▶ EXCERPT PROVIDED
-------

If your "Viewed" percentage is below 60%, your video is dead in the water.
Top-tier creators like MrBeast or Zach King often see "Viewed" rates north of 80% or 90%. If more than 40% of people are swiping away before the first second is even over, YouTube decides your video is "low signals." It stops showing it to new people. This is why you see YouTube Short 0 views after lots of views—you ran out of your "core" fans and the general public didn't bite.
Metadata and the "Pivot" Problem
You might have pivot-locked your channel without realizing it. Let’s say you had a massive hit with a Short about Minecraft. You got 50,000 views. Then, you decided to post a Short about your cat.
The algorithm tries to serve the cat video to the people who liked the Minecraft video.
They don't care about your cat. They swipe away.
Because your "seed audience" (the Minecraft fans) rejected the cat video, the algorithm assumes the cat video is bad. It stops showing it. Now, even if you go back to Minecraft, the system is confused about who your "real" audience is. This identity crisis is a primary driver behind the YouTube Short 0 views after lots of views phenomenon. You have to be consistent, or you have to be patient while the algorithm "re-learns" your new niche.
Technical Glitches and "The Zero View Bug"
Is it always your fault? No.
Sometimes YouTube just breaks. There are documented instances where the "Shorts Feed" simply stops indexing certain accounts for 24 to 48 hours. If you see 0 views—literally zero, not even 1 or 2—it’s usually a technical delay in reporting or a temporary indexing error.
Don't panic. Don't delete.
Wait.
Usually, the data catches up within 72 hours. If you delete the video while the data is lagging, you destroy any momentum the "ghost" views were actually building behind the scenes.
Breaking the Cycle: How to Get the Views Back
If you are stuck in a rut where your YouTube Short 0 views after lots of views trend is becoming a permanent feature of your channel, you need a hard reset on your strategy.
First, stop looking at the views and start looking at the "Average View Duration" (AVD). For a 15-second Short, your AVD needs to be over 100%. Yes, over 100%. People need to be watching it more than once. If your AVD is 70% on a short video, it’s a failure in the eyes of the AI.

-------

▶ RECORDS SHOWN
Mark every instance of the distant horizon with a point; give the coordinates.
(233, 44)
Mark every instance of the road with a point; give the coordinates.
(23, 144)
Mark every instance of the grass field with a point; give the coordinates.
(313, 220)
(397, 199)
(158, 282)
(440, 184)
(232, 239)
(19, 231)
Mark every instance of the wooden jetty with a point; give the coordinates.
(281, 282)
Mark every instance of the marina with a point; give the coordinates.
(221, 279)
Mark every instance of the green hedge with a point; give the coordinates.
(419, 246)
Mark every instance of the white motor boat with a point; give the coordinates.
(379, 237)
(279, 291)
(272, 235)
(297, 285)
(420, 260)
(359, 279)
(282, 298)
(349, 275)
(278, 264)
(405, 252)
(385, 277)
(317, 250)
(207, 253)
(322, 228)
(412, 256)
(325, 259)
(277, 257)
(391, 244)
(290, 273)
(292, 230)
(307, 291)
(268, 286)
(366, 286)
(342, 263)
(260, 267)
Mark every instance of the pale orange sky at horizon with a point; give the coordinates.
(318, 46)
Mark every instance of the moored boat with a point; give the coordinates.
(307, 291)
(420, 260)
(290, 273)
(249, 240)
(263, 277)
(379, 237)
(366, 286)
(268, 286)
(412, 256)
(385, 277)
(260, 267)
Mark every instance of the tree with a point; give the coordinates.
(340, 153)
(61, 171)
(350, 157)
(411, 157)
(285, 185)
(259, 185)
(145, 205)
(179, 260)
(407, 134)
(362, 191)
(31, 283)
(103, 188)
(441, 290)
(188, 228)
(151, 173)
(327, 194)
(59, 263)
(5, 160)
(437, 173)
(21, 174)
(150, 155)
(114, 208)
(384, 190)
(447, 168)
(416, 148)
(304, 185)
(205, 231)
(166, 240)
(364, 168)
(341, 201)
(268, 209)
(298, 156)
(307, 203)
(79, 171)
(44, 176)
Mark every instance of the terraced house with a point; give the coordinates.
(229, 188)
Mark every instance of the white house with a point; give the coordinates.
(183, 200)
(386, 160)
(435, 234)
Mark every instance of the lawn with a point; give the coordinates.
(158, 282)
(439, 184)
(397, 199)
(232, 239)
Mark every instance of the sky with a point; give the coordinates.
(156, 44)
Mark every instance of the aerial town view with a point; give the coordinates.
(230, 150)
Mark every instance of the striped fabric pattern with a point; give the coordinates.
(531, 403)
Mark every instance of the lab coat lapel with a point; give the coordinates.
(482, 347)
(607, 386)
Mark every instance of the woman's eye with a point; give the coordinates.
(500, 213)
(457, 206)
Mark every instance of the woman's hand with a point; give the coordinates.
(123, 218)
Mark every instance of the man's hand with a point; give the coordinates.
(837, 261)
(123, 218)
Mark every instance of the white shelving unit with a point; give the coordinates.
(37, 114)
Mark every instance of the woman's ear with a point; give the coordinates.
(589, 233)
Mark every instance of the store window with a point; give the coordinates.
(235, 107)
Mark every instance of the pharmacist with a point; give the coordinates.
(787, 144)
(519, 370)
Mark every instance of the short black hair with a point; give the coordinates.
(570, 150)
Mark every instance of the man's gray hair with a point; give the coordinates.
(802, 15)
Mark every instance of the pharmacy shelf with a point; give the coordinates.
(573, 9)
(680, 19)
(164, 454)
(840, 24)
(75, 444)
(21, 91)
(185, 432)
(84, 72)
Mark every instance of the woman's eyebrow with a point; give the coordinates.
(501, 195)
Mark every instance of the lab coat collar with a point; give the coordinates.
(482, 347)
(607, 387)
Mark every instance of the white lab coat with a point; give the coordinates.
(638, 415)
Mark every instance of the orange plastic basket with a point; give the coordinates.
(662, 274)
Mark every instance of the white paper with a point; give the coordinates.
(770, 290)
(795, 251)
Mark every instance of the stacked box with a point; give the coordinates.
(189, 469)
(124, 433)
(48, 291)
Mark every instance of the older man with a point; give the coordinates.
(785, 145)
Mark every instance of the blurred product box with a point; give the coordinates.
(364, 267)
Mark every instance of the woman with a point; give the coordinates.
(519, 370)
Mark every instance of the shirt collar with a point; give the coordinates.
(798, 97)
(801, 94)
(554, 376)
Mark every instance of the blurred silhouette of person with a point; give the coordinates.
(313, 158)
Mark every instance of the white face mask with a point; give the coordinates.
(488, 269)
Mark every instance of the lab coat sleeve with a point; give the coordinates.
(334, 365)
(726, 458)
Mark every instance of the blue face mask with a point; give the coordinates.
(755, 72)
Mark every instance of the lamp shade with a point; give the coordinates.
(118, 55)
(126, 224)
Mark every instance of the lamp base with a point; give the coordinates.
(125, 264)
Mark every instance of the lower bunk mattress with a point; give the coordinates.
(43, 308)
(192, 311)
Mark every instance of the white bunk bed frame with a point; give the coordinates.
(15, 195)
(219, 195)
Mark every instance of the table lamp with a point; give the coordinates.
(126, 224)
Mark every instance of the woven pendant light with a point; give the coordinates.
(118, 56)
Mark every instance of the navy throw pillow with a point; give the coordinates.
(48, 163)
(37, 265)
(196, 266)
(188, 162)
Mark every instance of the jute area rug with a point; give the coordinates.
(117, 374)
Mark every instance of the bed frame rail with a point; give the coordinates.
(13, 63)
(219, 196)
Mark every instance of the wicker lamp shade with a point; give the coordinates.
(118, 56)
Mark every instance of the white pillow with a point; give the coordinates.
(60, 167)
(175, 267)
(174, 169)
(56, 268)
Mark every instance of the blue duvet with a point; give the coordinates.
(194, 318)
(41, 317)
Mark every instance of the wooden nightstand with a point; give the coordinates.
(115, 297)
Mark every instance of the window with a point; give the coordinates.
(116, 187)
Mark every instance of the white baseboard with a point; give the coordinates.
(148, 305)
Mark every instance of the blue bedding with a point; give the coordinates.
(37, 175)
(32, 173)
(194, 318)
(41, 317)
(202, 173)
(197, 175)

-------

▶ TASKS TO COMPLETE
**1)** List every section heading in the text on YouTube Shorts that stop getting views.
**2)** Extend the text on YouTube Shorts that stop getting views, picking up after its last sentence.

▶ RESULTS FOR THE EXERCISE
**1)**
Metadata and the "Pivot" Problem
Technical Glitches and "The Zero View Bug"
Breaking the Cycle: How to Get the Views Back

**2)**
Second, change your hook. The first 1.5 seconds are the only seconds that matter. If you start with "Hey guys, welcome back," you've already lost. Start with the action. Start with a question. Start with a visual that makes no sense so they stay to see the explanation.
Third, check your "Shown in feed" count. If that number is 0, it’s an indexing issue. If that number is high but the views are low, your hook is the problem.
Immediate Action Steps:
- Audit your "Viewed vs. Swiped Away" ratio: If it's under 60%, your hook is too slow.
- Stop the delete-and-repost cycle: It triggers spam filters and ruins your channel authority.
- Tighten your niche: If you went viral for one thing, stay on that topic for at least 5 more videos to "anchor" your audience.
- Check for "Made for Kids" settings: Sometimes this gets toggled by accident, which disables the Shorts feed and comments, effectively killing reach.
- Wait 48 hours: If a video hits 0 after a spike, let it sit. The algorithm often "re-evaluates" content after a week or two and can give it a second life.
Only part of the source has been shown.